── ИЗБРАННЫЙ ОТРЫВОК ──

Разумеется, добросовестность не означает уверенности в чем бы то ни было, как не означает она и самой истины (исключая обман, но не ошибку), но добросовестный человек утверждает только то, во что верит, даже если он ошибается, потому что верит в то, о чем говорит. В этом смысле добросовестность можно считать верой и верностью одновременно. Это верная вера, то есть верность тому, во что веришь, во всяком случае до тех пор, пока считаешь это правдой. Рассуждая о верности, мы уже показали, что главное в ней – верность истине, и то же самое относится к добросовестности. Проявлять добросовестность не значит всегда говорить правду, потому что каждый может ошибаться, но это значит говорить то, что сам считаешь истиной, и эта истина, хоть и основанная на ложной вере, все равно остается правдой. По-другому мы называем это искренностью, правдивостью, откровенностью и так далее – противопоставляя эти качества лживости, лицемерию, двойственности, то есть всем формам недобросовестности, как публичной, так и личной. Однако добросовестность – понятие более широкое, чем искренность, поэтому я их и разделяю. Быть искренним значит не лгать другим; быть добросовестным значит не лгать ни другим, ни себе. Одиночество Робинзона на необитаемом острове освобождало его от необходимости быть искренним (по меньшей мере, до появления Пятницы) и делала эту добродетель беспредметной. Однако добросовестность оставалась по-прежнему необходимой. Кому она была нужна? Ему самому, и этого было достаточно.

Добросовестность – это искренность одновременно и транзитивная, и рефлексивная. Она регулирует (или должна регулировать) наши взаимоотношения с другими людьми и с самими собой. Она требует, чтобы в отношениях между людьми и в отношении человека к самому себе было как можно больше правды и подлинности и, соответственно, как можно меньше трюкачества и умолчаний. Абсолютной искренности не существует, как не существует абсолютной любви или абсолютной справедливости, но это не запрещает стремиться к тому и другому, прилагать для этого усилия и иногда хоть немного к ним приближаться. Добросовестность и есть это усилие, и как таковое уже является добродетелью. Если угодно, это интеллектуальная добродетель, поскольку она обращена на истину, но в то же время она затрагивает всего человека целиком (истинно все, даже наши ошибки, ибо они суть истинные ошибки, даже наши иллюзии, ибо они суть истинные иллюзии), его душу и тело, его мудрость и его безумства. Добросовестность также является добродетелью всех людей умственного труда вообще и философов в частности. Тот, кому не хватает добросовестности, и тот, кто считает ее для себя необязательной, недостойны называться философами, чтобы не дискредитировать это имя. Мысль – не только ремесло или развлечение. Это требование, человеческое требование, и, может быть, первая добродетель человечества как вида. Отмечено, что создание языка само по себе не создает никаких истин (поскольку все истины вечны), зато оно привносит в человеческое существование кое-что новое: возможность не только хитрить и вводить в заблуждение, что свойственно и животным, но и возможность лгать. Человек говорящий есть человек лгущий. Человек – это животное, способное лгать. Вот он и лжет. И поэтому добросовестность логически возможна и нравственно необходима.

───
── ИЗВЛЕЧЁННЫЕ ДАННЫЕ ──

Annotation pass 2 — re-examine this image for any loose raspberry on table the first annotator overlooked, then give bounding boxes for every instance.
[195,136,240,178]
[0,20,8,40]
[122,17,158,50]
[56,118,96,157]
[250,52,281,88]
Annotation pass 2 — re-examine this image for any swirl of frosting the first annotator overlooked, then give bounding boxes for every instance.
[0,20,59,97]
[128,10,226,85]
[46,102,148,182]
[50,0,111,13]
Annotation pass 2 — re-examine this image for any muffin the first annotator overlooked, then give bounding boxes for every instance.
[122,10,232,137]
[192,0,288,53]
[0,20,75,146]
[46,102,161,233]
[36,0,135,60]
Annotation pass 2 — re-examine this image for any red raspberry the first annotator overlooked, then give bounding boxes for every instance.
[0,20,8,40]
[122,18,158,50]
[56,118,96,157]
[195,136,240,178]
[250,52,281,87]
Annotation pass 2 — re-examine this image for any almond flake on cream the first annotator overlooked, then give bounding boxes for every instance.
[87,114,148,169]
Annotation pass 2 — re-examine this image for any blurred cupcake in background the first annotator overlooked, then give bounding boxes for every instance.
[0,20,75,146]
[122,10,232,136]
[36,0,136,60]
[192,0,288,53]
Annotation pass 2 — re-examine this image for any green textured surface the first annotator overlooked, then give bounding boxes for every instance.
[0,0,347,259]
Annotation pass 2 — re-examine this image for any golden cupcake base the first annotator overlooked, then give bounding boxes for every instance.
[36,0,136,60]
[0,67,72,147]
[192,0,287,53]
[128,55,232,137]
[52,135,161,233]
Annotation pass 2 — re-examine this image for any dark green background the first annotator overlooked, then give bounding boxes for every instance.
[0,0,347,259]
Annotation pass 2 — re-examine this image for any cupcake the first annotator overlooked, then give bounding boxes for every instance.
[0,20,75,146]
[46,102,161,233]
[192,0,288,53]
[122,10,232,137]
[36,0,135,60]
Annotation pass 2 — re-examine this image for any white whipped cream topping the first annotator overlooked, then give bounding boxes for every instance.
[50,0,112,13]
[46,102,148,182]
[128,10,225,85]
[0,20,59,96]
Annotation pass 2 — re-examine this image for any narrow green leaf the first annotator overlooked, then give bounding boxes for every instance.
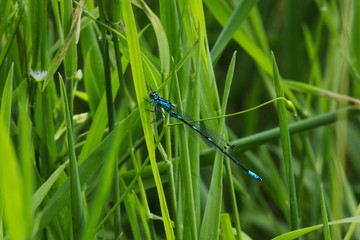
[0,119,28,239]
[42,0,85,90]
[139,0,171,77]
[211,0,258,62]
[272,53,299,229]
[272,216,360,240]
[0,64,14,134]
[220,213,235,240]
[32,161,69,211]
[59,74,85,239]
[320,184,331,240]
[122,0,174,239]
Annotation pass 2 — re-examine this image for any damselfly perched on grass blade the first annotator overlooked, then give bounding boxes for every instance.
[149,92,262,182]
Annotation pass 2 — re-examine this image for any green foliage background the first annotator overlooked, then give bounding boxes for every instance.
[0,0,360,239]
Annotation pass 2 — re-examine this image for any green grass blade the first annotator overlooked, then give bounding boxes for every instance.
[0,64,14,134]
[211,0,258,62]
[123,0,174,239]
[0,119,29,239]
[272,51,299,229]
[320,185,331,240]
[59,75,85,238]
[32,161,69,210]
[272,216,360,240]
[42,0,85,90]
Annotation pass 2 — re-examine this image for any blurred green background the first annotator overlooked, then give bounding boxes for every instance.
[0,0,360,239]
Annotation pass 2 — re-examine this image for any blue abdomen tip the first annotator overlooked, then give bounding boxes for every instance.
[248,170,262,182]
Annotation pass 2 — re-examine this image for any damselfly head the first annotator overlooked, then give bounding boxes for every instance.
[149,92,159,99]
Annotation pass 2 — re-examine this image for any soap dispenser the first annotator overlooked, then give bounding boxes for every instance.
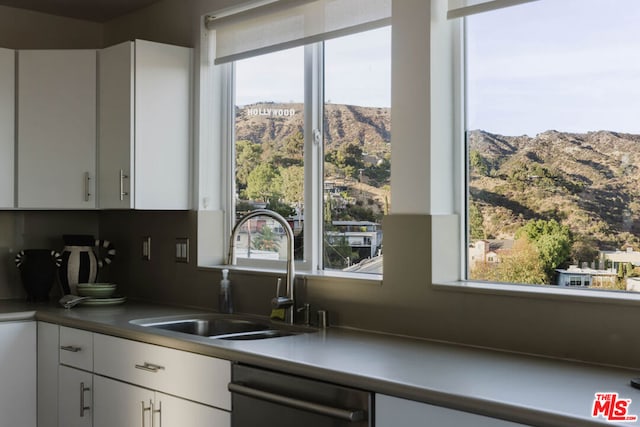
[218,268,233,314]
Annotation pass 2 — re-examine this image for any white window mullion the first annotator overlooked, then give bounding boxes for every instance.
[304,43,324,270]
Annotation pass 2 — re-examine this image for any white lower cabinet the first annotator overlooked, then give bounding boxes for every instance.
[38,322,60,427]
[0,321,37,427]
[38,322,231,427]
[93,375,154,427]
[58,365,92,427]
[375,394,524,427]
[91,375,231,427]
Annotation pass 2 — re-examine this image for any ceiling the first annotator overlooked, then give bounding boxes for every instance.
[0,0,165,22]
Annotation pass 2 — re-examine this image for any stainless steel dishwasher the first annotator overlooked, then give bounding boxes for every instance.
[229,364,373,427]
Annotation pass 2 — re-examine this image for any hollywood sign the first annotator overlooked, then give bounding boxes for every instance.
[246,108,296,117]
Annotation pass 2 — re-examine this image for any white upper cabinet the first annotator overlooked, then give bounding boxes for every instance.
[98,40,192,209]
[17,50,97,209]
[0,49,16,208]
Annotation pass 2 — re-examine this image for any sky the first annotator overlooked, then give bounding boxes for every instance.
[466,0,640,136]
[236,27,391,107]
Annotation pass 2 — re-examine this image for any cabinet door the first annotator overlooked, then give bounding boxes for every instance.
[18,50,96,209]
[58,365,92,427]
[134,40,192,209]
[376,394,524,427]
[0,322,37,427]
[154,392,231,427]
[98,42,132,209]
[38,322,59,427]
[93,375,154,427]
[0,49,16,208]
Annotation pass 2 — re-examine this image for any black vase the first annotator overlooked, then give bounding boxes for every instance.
[15,249,61,301]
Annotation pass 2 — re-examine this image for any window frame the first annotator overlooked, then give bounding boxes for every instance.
[429,0,640,306]
[220,36,382,284]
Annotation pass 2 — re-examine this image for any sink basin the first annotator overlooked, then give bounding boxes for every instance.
[131,313,312,341]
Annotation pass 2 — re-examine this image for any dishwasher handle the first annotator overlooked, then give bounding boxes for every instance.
[229,383,367,422]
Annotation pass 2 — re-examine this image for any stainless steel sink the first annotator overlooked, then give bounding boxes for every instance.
[131,313,313,340]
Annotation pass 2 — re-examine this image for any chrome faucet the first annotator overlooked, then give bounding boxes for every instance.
[227,209,295,324]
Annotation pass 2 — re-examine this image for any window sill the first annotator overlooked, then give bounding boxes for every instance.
[198,264,382,286]
[432,281,640,306]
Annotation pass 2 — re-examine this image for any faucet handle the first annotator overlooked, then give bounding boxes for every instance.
[296,303,311,326]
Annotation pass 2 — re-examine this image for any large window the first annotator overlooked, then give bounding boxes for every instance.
[465,0,640,290]
[234,27,391,274]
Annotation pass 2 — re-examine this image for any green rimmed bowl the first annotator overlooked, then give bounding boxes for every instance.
[76,283,117,298]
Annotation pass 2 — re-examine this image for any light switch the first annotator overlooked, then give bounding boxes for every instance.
[142,236,151,261]
[176,237,189,262]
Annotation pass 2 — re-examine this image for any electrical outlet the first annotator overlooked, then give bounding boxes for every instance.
[142,236,151,261]
[176,237,189,262]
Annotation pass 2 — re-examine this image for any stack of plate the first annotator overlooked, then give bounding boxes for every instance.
[76,283,125,305]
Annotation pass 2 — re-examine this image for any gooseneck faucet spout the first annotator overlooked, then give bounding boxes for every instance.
[227,209,295,324]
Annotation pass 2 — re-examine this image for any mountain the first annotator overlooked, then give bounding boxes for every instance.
[467,130,640,249]
[236,102,391,158]
[235,102,391,220]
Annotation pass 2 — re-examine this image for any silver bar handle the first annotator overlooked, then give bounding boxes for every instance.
[140,400,153,427]
[228,383,367,422]
[80,383,91,418]
[120,169,129,201]
[134,362,164,373]
[151,401,162,427]
[84,172,91,202]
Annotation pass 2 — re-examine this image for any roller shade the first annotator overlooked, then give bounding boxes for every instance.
[447,0,538,19]
[206,0,392,64]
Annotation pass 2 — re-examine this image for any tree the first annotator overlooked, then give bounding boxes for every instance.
[469,201,486,240]
[245,163,282,202]
[279,166,304,205]
[469,150,489,176]
[516,219,573,282]
[251,225,280,252]
[236,140,262,188]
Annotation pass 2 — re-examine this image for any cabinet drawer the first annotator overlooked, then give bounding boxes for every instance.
[94,334,231,410]
[60,326,93,371]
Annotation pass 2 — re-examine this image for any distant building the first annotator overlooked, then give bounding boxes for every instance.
[325,221,382,259]
[469,239,514,268]
[599,248,640,271]
[556,265,618,287]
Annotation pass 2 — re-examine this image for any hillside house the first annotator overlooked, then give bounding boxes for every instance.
[556,265,618,287]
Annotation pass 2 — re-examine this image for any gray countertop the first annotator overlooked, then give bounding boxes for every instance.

───

### СПИСОК ЗАДАНИЙ
• a. Ответьте по отрывку о добросовестности:
(i) Что значит быть искренним и что значит быть добросовестным?
(ii) Кому была нужна добросовестность Робинзона на необитаемом острове?
(iii) Какую новую возможность, кроме возможности хитрить и вводить в заблуждение, создание языка привносит в человеческое существование?
• b. Продолжите отрывок о добросовестности, начиная сразу после его последнего предложения.

### СПИСОК ОТВЕТОВ
• a.
(i) Быть искренним значит не лгать другим, а быть добросовестным значит не лгать ни другим, ни себе.
(ii) Ему самому.
(iii) Возможность лгать.

• b.
Мне скажут, что добросовестность ничего не доказывает, и я не стану с этим спорить. Разве мало на свете искренних мерзавцев? Разве мало гнусностей творится их руками? Возьмем фанатика – уж в чем в чем, а в неискренности его никак не обвинишь. Мир переполнен тартюфами – имя им легион, однако их все-таки меньше, чем савонарол, и они не так опасны (40). Добросовестный нацист остается нацистом, и какое нам дело до его искренности? Подлинный негодяй, он и есть негодяй, что нам за дело до его подлинности? Подобно верности и храбрости, добросовестность не является самодостаточной или полной добродетелью. Она не заменяет справедливости, великодушия и любви. Но попробуем представить себе недобросовестную справедливость. Или недобросовестную любовь. Или недобросовестное великодушие. Очевидно, что они перестанут быть справедливостью, любовью и великодушием, изъеденные изнутри лицемерием, ослеплением и лживостью. Ни одна добродетель не истинна без добродетели подлинности. Добродетель без добросовестности – это недобросовестность, а уж она точно не относится к добродетелям.